**Excerpted text**
=== Section Start ===

From Zero To $210K MRR in Five Months: Here's How

Written by salemm | Published 2021/05/05
Tech Story Tags: startups | product-management | product-development | fintech | growth | sales | business | business-strategy | web-monetization

TLDR From Zero To $210K MRR in Five Months: Here's How We reached $210k MRR from 0$ in just 5 months. We launched a fintech product in Asia, where our Market risk [demand] was fairly proven, execution [strategy] was well understood, but the hard part was in delivery of value against existing competition. We knew that our Marketing had to begin before we built the product. We wanted organic users and we focused on that from day 1 by adding relevant tags to our page.via the TL;DR App

We had gone from trying to form a new market on a whiteboard to stepping into an incredibly fiercely competitive market. The tech scene felt different in the pandemic, a totally different dynamic as compared to 2020 [pre-pandemic], but it turned out to be a much better one for the product org I was lucky to lead.
As with all product teams, there was a core thesis of how to build a differentiator in the product vertical we chose, and we started on quite early.  All sorts — good and bad — were ongoing in fintech / lending at the time, but we were focused on our goal and flexible on the vision. 
We launched a fintech product in Asia, where our Market risk [demand] was fairly proven, execution [strategy] was well understood, but the hard part was in the delivery of value against existing competition. I am sharing these important lessons and recommendations we learnt with you, to show how we reached $210K MRR from 0$ in just 5 months.
We knew that our Marketing had to begin before we built the product. We wanted an audience to drive top of mind awareness to all stakeholders about our product before any hard coding starts.
Next, the success of your launch day is heavily dependent on your preparation level, weeks/months out. We leveraged a product aggregator [ imagine product hunt] and recruited a list of beta users who were happy to support us, we built omni channels to drive engaging conversation about our launch, laced with exclusive content and a carefully crafted posting cadence.

=== Section End ===

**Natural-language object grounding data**
=== Section Start ===

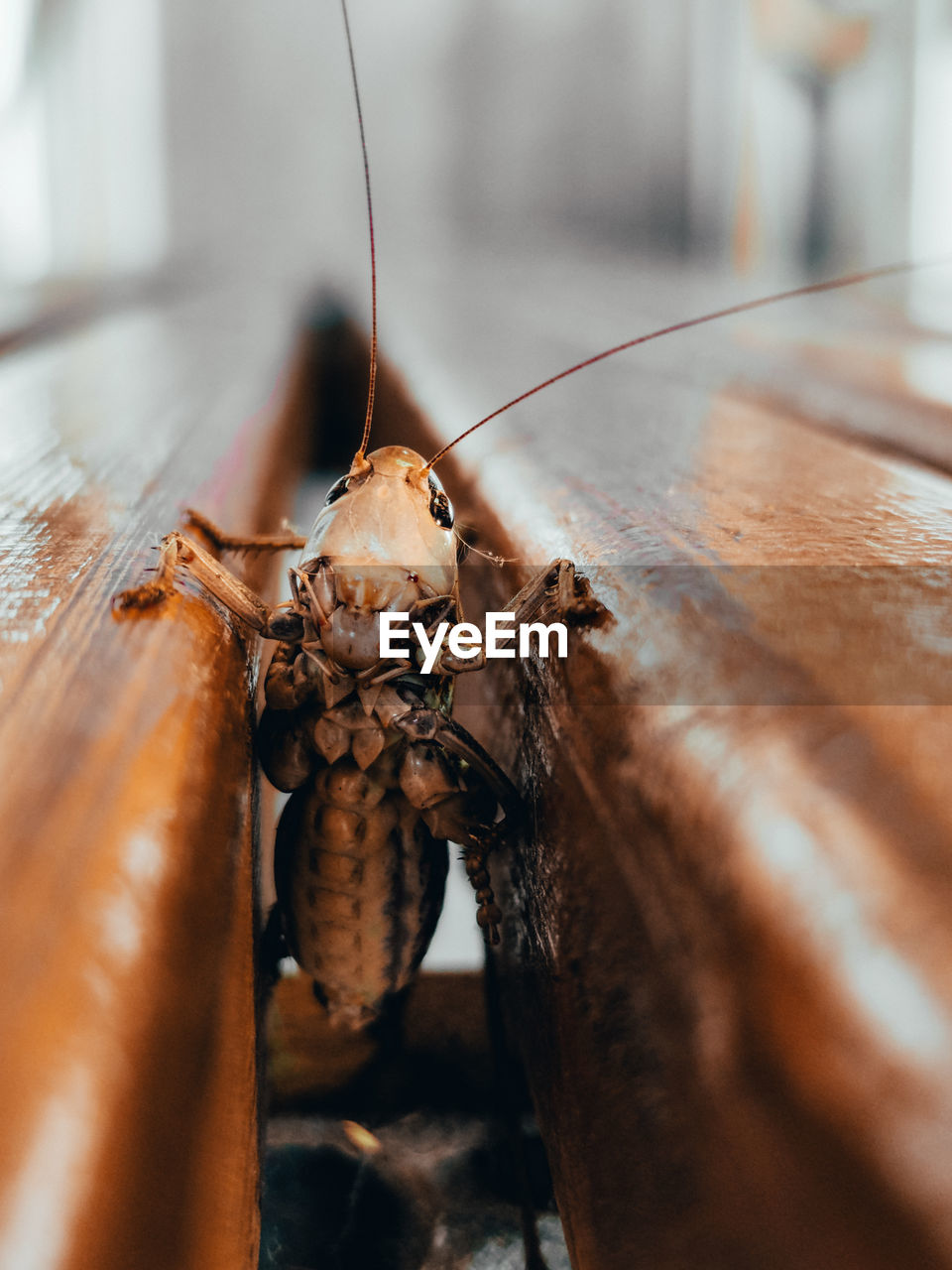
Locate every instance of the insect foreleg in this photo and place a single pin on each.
(462, 811)
(556, 588)
(177, 550)
(222, 541)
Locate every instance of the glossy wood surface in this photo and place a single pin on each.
(729, 948)
(127, 1044)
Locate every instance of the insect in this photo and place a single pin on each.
(380, 775)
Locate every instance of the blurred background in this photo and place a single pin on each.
(220, 139)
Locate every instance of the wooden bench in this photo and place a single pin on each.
(726, 945)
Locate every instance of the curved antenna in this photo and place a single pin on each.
(372, 389)
(746, 307)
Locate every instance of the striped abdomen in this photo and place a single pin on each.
(359, 881)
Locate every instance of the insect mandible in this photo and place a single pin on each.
(380, 775)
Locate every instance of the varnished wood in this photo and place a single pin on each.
(728, 951)
(127, 1038)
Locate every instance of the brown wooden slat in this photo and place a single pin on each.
(127, 1044)
(728, 945)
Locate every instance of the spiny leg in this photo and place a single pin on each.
(461, 813)
(557, 588)
(285, 541)
(177, 550)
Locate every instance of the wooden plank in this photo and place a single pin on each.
(728, 948)
(127, 1035)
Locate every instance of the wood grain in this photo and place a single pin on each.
(728, 944)
(127, 1035)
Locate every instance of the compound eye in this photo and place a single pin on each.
(335, 492)
(440, 507)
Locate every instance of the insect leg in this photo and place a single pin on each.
(556, 587)
(222, 541)
(177, 550)
(462, 812)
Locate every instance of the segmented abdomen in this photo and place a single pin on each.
(359, 881)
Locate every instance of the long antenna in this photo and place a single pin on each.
(811, 289)
(372, 388)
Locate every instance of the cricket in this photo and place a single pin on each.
(358, 721)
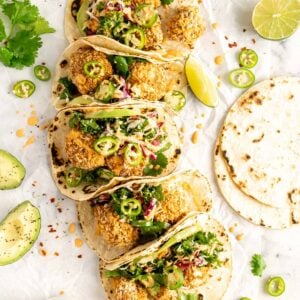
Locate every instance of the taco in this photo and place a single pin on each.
(90, 72)
(141, 210)
(92, 148)
(139, 24)
(191, 262)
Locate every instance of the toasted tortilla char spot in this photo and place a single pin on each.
(272, 142)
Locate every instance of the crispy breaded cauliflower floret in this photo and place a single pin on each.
(186, 25)
(114, 231)
(80, 151)
(78, 59)
(196, 276)
(166, 294)
(174, 207)
(155, 3)
(154, 36)
(118, 166)
(147, 81)
(125, 289)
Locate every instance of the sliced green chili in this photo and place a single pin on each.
(105, 91)
(135, 37)
(275, 286)
(42, 73)
(24, 88)
(133, 154)
(248, 58)
(107, 145)
(241, 78)
(176, 100)
(74, 176)
(173, 277)
(93, 69)
(131, 207)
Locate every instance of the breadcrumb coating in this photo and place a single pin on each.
(78, 59)
(186, 25)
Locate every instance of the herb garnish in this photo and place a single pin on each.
(258, 265)
(20, 46)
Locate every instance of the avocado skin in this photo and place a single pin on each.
(30, 241)
(12, 177)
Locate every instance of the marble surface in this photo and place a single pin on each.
(73, 273)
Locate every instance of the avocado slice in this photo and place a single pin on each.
(12, 172)
(18, 232)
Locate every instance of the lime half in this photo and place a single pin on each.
(200, 83)
(276, 19)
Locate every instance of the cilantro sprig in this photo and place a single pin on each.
(258, 265)
(20, 33)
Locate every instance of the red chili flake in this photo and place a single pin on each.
(231, 45)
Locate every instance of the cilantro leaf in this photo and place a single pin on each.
(2, 31)
(20, 47)
(257, 264)
(20, 12)
(155, 167)
(6, 56)
(41, 26)
(24, 46)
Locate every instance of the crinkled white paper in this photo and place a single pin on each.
(68, 276)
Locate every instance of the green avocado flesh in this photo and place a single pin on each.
(12, 172)
(18, 232)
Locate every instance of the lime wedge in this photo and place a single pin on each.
(276, 19)
(200, 83)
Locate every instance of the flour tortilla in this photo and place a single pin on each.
(260, 142)
(247, 207)
(59, 129)
(174, 69)
(170, 49)
(214, 288)
(197, 191)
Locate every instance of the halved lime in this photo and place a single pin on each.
(200, 83)
(276, 19)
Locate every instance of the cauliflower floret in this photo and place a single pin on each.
(83, 82)
(112, 229)
(147, 81)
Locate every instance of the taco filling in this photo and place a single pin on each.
(133, 215)
(112, 78)
(133, 23)
(116, 143)
(137, 23)
(177, 269)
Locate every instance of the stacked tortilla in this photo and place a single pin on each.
(257, 154)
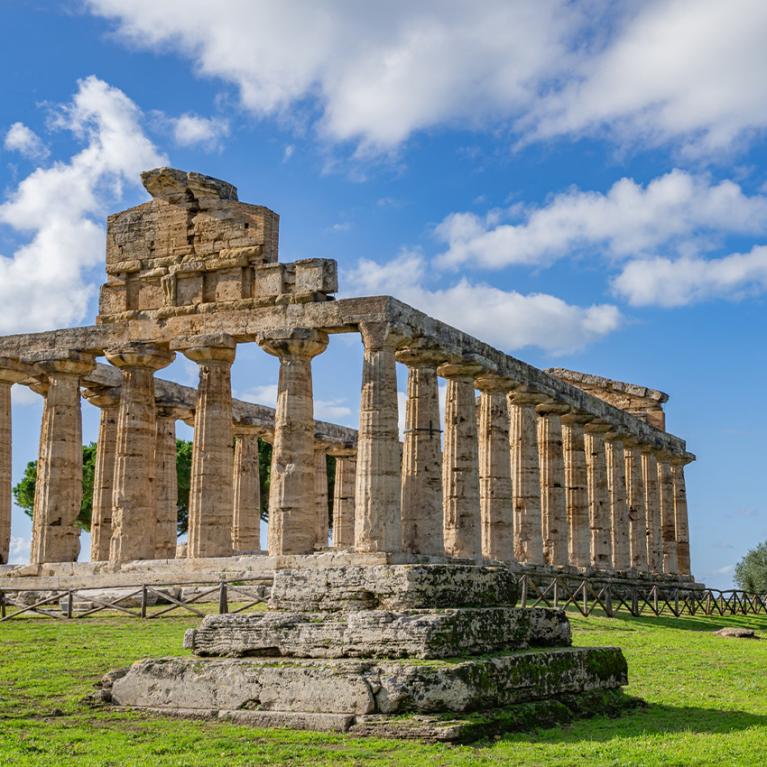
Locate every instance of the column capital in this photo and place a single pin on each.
(138, 355)
(302, 343)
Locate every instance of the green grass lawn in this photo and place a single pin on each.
(707, 696)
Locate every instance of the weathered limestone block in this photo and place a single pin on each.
(421, 515)
(58, 492)
(576, 489)
(496, 507)
(378, 493)
(367, 687)
(379, 633)
(392, 587)
(292, 505)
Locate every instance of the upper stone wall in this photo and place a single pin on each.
(193, 245)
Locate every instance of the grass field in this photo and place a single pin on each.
(707, 696)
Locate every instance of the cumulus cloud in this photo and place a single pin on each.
(677, 210)
(26, 142)
(666, 282)
(43, 283)
(688, 71)
(507, 319)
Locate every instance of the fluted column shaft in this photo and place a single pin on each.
(166, 484)
(421, 456)
(378, 491)
(576, 490)
(103, 475)
(292, 506)
(553, 501)
(210, 487)
(496, 509)
(636, 507)
(680, 517)
(246, 521)
(652, 511)
(619, 512)
(667, 519)
(460, 464)
(525, 478)
(133, 501)
(59, 487)
(343, 498)
(600, 521)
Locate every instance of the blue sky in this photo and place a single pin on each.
(579, 183)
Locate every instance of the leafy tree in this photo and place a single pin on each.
(751, 571)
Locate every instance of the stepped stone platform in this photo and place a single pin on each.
(433, 651)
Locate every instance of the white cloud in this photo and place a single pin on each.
(42, 284)
(507, 319)
(674, 211)
(687, 71)
(26, 142)
(191, 130)
(663, 282)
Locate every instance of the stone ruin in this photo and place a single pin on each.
(540, 472)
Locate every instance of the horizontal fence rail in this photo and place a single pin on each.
(200, 598)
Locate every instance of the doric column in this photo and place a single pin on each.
(619, 511)
(496, 510)
(553, 502)
(635, 500)
(166, 484)
(460, 466)
(292, 506)
(59, 488)
(667, 520)
(11, 372)
(680, 514)
(343, 497)
(576, 489)
(133, 512)
(525, 477)
(321, 494)
(378, 493)
(108, 402)
(422, 454)
(600, 522)
(652, 510)
(246, 481)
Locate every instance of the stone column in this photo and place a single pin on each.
(343, 497)
(496, 510)
(525, 477)
(652, 510)
(576, 489)
(553, 502)
(166, 484)
(619, 511)
(680, 515)
(59, 488)
(108, 401)
(11, 372)
(321, 495)
(210, 488)
(133, 503)
(422, 454)
(460, 463)
(667, 520)
(292, 506)
(378, 492)
(246, 520)
(600, 522)
(635, 500)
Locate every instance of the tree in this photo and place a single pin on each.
(751, 571)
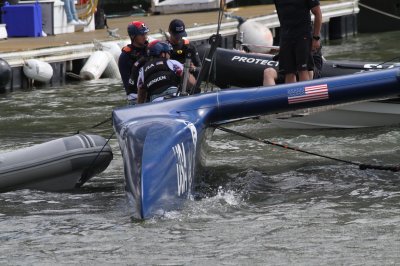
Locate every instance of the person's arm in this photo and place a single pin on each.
(195, 57)
(177, 67)
(124, 67)
(142, 93)
(317, 26)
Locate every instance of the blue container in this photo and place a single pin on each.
(22, 20)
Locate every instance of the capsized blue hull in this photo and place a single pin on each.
(160, 141)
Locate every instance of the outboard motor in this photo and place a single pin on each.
(5, 74)
(253, 36)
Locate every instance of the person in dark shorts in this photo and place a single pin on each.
(314, 68)
(297, 36)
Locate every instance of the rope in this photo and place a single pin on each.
(360, 165)
(378, 11)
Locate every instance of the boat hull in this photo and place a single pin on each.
(236, 69)
(160, 142)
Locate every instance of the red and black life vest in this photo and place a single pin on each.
(158, 77)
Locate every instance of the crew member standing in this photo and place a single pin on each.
(159, 78)
(297, 36)
(130, 54)
(182, 48)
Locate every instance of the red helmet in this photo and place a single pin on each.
(137, 28)
(157, 47)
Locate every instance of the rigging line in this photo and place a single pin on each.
(96, 125)
(379, 11)
(360, 165)
(398, 57)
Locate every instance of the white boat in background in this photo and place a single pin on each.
(357, 115)
(182, 6)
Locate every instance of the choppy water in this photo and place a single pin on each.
(257, 204)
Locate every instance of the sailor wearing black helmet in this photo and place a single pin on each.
(131, 53)
(159, 78)
(182, 48)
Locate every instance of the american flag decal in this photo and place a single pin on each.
(308, 94)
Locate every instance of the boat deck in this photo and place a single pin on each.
(153, 22)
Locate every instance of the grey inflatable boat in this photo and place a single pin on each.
(57, 165)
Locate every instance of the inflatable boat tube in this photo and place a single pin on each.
(38, 70)
(233, 68)
(95, 66)
(58, 165)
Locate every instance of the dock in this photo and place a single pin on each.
(339, 20)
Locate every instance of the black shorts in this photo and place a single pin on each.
(294, 54)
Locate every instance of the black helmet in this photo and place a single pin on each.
(137, 28)
(156, 48)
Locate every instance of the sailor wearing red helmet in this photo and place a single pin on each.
(137, 31)
(159, 78)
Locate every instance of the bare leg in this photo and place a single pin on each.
(303, 75)
(290, 78)
(270, 75)
(311, 74)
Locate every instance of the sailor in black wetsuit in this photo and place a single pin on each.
(182, 48)
(160, 77)
(130, 54)
(297, 38)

=== Section End ===

**Work order A**
List the steps the final paragraph of the startup growth article says the team took to prepare for launch day.
**Work order B**
Answer these questions from the startup growth article, giving each answer on its own line:
(i) On what date was it published?
(ii) In what region was the fintech product launched?
(iii) How many months did it take to go from zero to $210K MRR?

**Task response A**
- Leveraged a product aggregator
- Recruited a list of beta users who were happy to support them
- Built omni channels to drive engaging conversation about the launch

**Task response B**
(i) 2021/05/05
(ii) Asia
(iii) Five months